Given request » Rewrite the part of the listing below that opens with the line containing "Could you point to the leafy" and runs through the end of the listing, requests included, moving every x and y coordinate in the answers by -120.

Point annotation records
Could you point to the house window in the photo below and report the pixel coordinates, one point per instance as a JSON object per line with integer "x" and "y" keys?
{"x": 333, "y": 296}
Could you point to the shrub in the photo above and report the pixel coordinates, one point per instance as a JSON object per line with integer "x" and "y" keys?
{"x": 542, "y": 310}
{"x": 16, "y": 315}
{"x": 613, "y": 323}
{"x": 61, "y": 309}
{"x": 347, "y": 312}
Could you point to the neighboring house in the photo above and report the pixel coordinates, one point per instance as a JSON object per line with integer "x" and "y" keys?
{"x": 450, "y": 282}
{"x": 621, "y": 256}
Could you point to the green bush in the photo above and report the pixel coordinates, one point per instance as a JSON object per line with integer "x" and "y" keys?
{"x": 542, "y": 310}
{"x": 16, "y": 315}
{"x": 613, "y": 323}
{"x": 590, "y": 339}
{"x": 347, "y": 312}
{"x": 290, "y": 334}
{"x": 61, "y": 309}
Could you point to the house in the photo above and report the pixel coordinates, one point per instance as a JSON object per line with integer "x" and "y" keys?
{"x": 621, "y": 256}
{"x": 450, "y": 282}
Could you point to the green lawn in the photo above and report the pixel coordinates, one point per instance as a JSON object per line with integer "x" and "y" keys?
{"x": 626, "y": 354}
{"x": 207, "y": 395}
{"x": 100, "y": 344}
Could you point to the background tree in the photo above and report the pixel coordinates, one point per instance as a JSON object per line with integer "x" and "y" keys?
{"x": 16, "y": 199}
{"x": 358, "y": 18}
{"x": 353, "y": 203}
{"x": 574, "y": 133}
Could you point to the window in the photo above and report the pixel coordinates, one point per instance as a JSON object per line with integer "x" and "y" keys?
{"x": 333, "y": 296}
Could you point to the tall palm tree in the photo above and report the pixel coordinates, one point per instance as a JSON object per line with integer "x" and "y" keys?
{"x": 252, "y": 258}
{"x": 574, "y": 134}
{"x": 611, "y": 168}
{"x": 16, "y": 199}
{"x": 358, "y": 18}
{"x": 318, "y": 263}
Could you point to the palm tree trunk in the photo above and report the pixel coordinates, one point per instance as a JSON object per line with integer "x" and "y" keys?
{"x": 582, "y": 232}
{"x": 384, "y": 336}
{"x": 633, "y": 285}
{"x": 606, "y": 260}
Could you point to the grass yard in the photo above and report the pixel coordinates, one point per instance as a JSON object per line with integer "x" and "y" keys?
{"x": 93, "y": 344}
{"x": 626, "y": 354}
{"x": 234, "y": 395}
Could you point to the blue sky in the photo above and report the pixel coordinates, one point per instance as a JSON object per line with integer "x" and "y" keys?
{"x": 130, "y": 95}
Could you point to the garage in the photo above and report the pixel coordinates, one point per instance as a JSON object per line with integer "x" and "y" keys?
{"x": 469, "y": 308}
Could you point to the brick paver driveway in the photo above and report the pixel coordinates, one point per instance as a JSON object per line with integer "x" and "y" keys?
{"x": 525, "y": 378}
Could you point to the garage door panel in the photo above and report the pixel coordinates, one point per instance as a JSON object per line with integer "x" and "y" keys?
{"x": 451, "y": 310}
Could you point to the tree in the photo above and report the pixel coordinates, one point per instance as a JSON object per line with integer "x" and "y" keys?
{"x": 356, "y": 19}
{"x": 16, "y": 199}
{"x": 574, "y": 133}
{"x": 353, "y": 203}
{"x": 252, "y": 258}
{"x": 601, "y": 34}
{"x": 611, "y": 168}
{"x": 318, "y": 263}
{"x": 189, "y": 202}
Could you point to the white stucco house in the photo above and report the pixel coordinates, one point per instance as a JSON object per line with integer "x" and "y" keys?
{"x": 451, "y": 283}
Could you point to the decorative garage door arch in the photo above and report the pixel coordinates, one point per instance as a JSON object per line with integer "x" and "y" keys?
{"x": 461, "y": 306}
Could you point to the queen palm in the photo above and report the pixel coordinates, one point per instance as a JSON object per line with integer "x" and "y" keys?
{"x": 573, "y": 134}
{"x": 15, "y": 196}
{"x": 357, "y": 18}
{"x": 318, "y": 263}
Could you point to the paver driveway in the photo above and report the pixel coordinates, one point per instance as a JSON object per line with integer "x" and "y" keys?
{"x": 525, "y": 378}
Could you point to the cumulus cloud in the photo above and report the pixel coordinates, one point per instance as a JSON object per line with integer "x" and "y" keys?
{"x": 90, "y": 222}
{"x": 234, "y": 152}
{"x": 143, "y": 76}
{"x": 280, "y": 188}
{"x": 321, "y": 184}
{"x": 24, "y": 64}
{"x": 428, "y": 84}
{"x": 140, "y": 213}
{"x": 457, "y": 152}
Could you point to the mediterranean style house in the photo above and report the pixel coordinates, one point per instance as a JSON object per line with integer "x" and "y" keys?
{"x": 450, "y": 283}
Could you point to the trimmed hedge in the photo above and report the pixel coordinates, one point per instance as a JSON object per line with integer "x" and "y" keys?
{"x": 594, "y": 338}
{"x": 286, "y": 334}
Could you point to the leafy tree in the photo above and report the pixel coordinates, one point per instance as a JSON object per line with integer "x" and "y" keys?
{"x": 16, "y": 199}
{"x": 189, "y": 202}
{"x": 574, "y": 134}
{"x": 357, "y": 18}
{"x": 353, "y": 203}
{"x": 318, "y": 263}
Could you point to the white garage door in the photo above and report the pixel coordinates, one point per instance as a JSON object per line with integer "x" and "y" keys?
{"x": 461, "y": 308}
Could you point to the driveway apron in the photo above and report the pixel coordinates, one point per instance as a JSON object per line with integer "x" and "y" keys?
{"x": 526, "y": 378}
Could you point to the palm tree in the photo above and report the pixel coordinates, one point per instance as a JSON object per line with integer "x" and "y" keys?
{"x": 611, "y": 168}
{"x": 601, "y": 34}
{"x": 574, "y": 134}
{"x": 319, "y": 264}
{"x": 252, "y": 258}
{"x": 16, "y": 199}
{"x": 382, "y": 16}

Worked solution »
Could you point to the leafy tree in the photo above and report the pixel coordinates, one point per instance as a JSON object per line with integer "x" and "y" keys?
{"x": -104, "y": 79}
{"x": 69, "y": 82}
{"x": 454, "y": 14}
{"x": 237, "y": -102}
{"x": 233, "y": 83}
{"x": 198, "y": 143}
Could you point to the white garage door in the photo above and report the pixel coordinates, one point per instance as a JSON object per line with integer "x" and "y" keys?
{"x": 341, "y": 188}
Could you point to the driveway apron in the photo above and report the pixel coordinates, one point per instance as a JSON object per line with integer "x" and "y" keys?
{"x": 406, "y": 258}
Could you point to the palm tree in the photo above and report the pixel coordinates, one point per instance as a JSON object per line with integer "x" and "y" keys?
{"x": 491, "y": 48}
{"x": 481, "y": -86}
{"x": 454, "y": 14}
{"x": 199, "y": 144}
{"x": 132, "y": 138}
{"x": -104, "y": 79}
{"x": 262, "y": -104}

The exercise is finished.